Spatial localization data
↓
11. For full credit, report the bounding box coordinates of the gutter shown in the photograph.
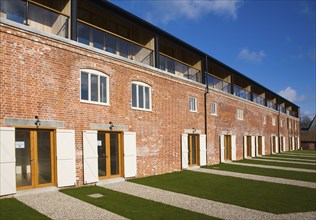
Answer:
[204,56,209,164]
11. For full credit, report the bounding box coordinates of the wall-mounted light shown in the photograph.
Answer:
[192,128,196,133]
[109,122,114,130]
[35,116,41,127]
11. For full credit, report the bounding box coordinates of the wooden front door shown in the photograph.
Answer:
[247,136,252,157]
[188,134,199,166]
[97,131,123,179]
[258,136,262,155]
[272,136,276,153]
[15,129,55,190]
[224,135,232,161]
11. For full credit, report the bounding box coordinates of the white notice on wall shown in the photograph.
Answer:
[16,141,25,149]
[97,140,102,146]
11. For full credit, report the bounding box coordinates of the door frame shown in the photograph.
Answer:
[224,135,232,161]
[97,131,124,180]
[188,134,200,166]
[16,128,56,191]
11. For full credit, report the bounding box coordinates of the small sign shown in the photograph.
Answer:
[16,141,25,149]
[97,140,102,146]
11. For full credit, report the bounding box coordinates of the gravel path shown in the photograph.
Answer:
[252,158,316,165]
[101,181,275,220]
[228,162,316,173]
[263,156,316,163]
[15,191,126,220]
[195,168,316,189]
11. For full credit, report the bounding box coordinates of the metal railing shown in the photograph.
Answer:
[159,54,200,82]
[253,93,265,106]
[77,20,154,66]
[267,100,276,110]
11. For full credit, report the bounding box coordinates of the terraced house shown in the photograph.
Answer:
[0,0,301,196]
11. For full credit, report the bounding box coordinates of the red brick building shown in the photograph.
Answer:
[0,0,300,196]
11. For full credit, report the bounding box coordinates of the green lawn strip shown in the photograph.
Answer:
[129,170,316,214]
[204,163,316,182]
[61,186,218,220]
[284,150,316,155]
[267,154,316,161]
[260,156,316,164]
[236,159,316,170]
[0,198,49,220]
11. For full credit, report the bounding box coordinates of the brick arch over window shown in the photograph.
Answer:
[80,69,110,105]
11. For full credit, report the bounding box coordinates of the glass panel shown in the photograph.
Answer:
[0,0,25,24]
[90,74,98,102]
[100,76,107,103]
[81,72,89,100]
[138,85,144,108]
[78,22,90,45]
[110,133,119,175]
[37,130,52,184]
[106,34,117,54]
[93,28,104,50]
[132,84,137,107]
[29,3,68,38]
[98,132,106,176]
[145,87,150,109]
[118,38,128,58]
[15,130,32,187]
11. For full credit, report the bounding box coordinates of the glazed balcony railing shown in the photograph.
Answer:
[233,85,251,101]
[206,74,231,93]
[267,100,277,110]
[77,20,154,66]
[0,0,69,38]
[278,105,286,113]
[253,93,265,106]
[159,54,200,82]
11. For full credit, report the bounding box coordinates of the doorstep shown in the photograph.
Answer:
[96,177,125,185]
[14,186,58,197]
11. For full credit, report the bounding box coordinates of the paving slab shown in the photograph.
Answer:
[195,168,316,189]
[15,190,126,220]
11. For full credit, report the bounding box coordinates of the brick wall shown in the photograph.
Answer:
[0,23,300,185]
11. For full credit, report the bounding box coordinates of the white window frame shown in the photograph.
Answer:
[189,96,197,112]
[263,115,266,125]
[80,69,109,105]
[280,120,283,127]
[131,81,152,111]
[289,121,292,129]
[237,109,244,120]
[211,102,218,116]
[272,117,276,126]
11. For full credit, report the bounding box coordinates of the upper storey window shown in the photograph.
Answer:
[131,82,152,111]
[189,97,197,112]
[81,69,109,105]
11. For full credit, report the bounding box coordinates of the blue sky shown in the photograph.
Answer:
[110,0,316,119]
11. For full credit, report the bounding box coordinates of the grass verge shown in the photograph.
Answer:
[0,198,49,220]
[260,156,315,164]
[267,154,316,161]
[129,170,316,214]
[236,159,316,170]
[61,186,218,220]
[204,163,316,182]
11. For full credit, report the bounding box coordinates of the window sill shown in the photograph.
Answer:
[80,100,110,106]
[131,107,152,112]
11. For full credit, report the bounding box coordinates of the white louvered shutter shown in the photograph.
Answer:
[199,134,207,166]
[83,130,98,184]
[181,134,188,169]
[124,132,137,178]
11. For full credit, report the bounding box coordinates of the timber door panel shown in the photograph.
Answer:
[247,136,251,158]
[258,136,262,156]
[16,129,55,190]
[98,131,123,179]
[188,134,199,166]
[224,135,232,161]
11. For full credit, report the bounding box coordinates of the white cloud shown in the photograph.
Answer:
[145,0,242,24]
[302,110,315,120]
[278,87,306,102]
[237,48,265,63]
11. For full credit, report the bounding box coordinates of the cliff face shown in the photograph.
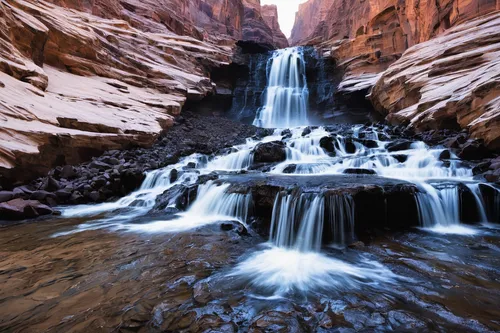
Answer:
[0,0,237,186]
[261,4,289,48]
[290,0,499,149]
[47,0,244,41]
[371,13,500,150]
[289,0,334,45]
[242,0,288,48]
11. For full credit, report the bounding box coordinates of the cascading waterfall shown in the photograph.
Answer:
[128,181,252,233]
[270,192,325,252]
[253,47,309,128]
[326,194,355,246]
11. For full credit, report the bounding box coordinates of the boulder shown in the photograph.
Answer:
[386,140,413,152]
[0,198,53,220]
[253,141,286,164]
[458,140,491,161]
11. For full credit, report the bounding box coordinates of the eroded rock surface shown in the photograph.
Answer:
[0,0,236,186]
[371,13,500,150]
[261,4,289,49]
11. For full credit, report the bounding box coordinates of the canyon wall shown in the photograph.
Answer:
[261,4,289,49]
[291,0,499,149]
[0,0,287,187]
[289,0,334,45]
[242,0,288,48]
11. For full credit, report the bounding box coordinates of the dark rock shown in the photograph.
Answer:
[88,191,100,202]
[336,138,357,154]
[392,154,408,163]
[438,149,451,160]
[59,165,77,179]
[89,160,111,171]
[30,190,56,202]
[55,189,72,200]
[458,140,491,160]
[253,141,286,164]
[302,127,312,136]
[170,169,179,183]
[355,139,378,148]
[386,139,413,152]
[319,136,335,153]
[343,168,377,175]
[42,177,60,191]
[282,164,297,174]
[121,169,145,192]
[0,191,14,203]
[348,241,365,249]
[0,198,53,220]
[69,191,85,204]
[472,161,491,175]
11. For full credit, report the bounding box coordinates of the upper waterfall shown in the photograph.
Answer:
[253,47,309,128]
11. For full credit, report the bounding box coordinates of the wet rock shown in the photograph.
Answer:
[468,243,489,250]
[153,185,198,212]
[336,138,357,154]
[458,140,490,160]
[386,139,413,152]
[282,164,297,174]
[249,311,303,333]
[120,169,145,192]
[0,198,53,220]
[393,154,408,163]
[170,169,179,183]
[387,311,426,330]
[319,136,335,153]
[438,149,451,160]
[0,191,14,203]
[343,168,377,175]
[472,161,491,175]
[253,141,286,164]
[356,138,378,148]
[348,241,365,249]
[302,127,312,136]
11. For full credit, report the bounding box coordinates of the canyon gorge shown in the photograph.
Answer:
[1,0,500,332]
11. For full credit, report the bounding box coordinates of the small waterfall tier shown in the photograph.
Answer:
[253,47,309,128]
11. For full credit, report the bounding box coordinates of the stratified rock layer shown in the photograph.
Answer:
[242,0,287,48]
[370,13,500,150]
[0,0,233,186]
[289,0,334,45]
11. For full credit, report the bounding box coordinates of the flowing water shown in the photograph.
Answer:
[1,46,500,331]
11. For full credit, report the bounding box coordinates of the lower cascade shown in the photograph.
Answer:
[35,45,499,331]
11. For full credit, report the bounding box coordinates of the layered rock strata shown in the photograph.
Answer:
[0,0,233,186]
[370,13,500,150]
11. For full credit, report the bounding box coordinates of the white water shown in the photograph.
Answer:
[127,181,252,233]
[253,47,309,128]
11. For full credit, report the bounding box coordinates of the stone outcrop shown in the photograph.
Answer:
[261,5,289,49]
[291,0,499,94]
[0,0,233,187]
[370,13,500,150]
[47,0,245,41]
[242,0,287,49]
[289,0,334,45]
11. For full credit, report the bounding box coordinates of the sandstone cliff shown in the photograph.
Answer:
[261,4,289,49]
[371,12,500,150]
[289,0,334,45]
[0,0,233,186]
[242,0,288,49]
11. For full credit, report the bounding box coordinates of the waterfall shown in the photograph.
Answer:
↑
▶ **Aim of the exercise**: Begin at the first line of the entries and end at the line containing "metal railing shown in the photograph.": write out each line exactly, skipping pictures.

▶ **Result for this task**:
11. For full credit, report the bounding box coordinates of the gutter shown in the photograph.
Answer:
[204,56,209,164]
11. For full credit, report the bounding box coordinates of the wall-mounted light shown in the photograph.
Answer:
[192,128,196,133]
[109,122,114,130]
[35,116,41,127]
11. For full credit, report the bounding box coordinates of the wooden front door shown in the photograph.
Answer:
[247,136,252,157]
[188,134,199,166]
[97,131,123,179]
[258,136,262,155]
[272,136,276,153]
[15,129,55,190]
[224,135,232,161]
11. For full credit, report the bounding box coordinates of the white notice on wall shown in the photograph.
Answer:
[16,141,25,149]
[97,140,102,146]
11. For full credit, report the bounding box coordinates of the door frame shown in the photograph.
Answer:
[224,135,232,161]
[97,131,124,180]
[188,134,200,166]
[16,128,56,191]
11. For full credit, report the bounding box coordinates of the small sign shown in the photograph.
Answer:
[16,141,25,149]
[97,140,102,146]
11. For full credit, report the bounding box coordinates of the gravel path shown in the photograph.
Answer:
[252,158,316,165]
[101,181,275,220]
[228,162,316,173]
[263,156,316,163]
[15,191,126,220]
[195,168,316,189]
11. For full credit, report the bounding box coordinates of the metal railing shown in the photograph.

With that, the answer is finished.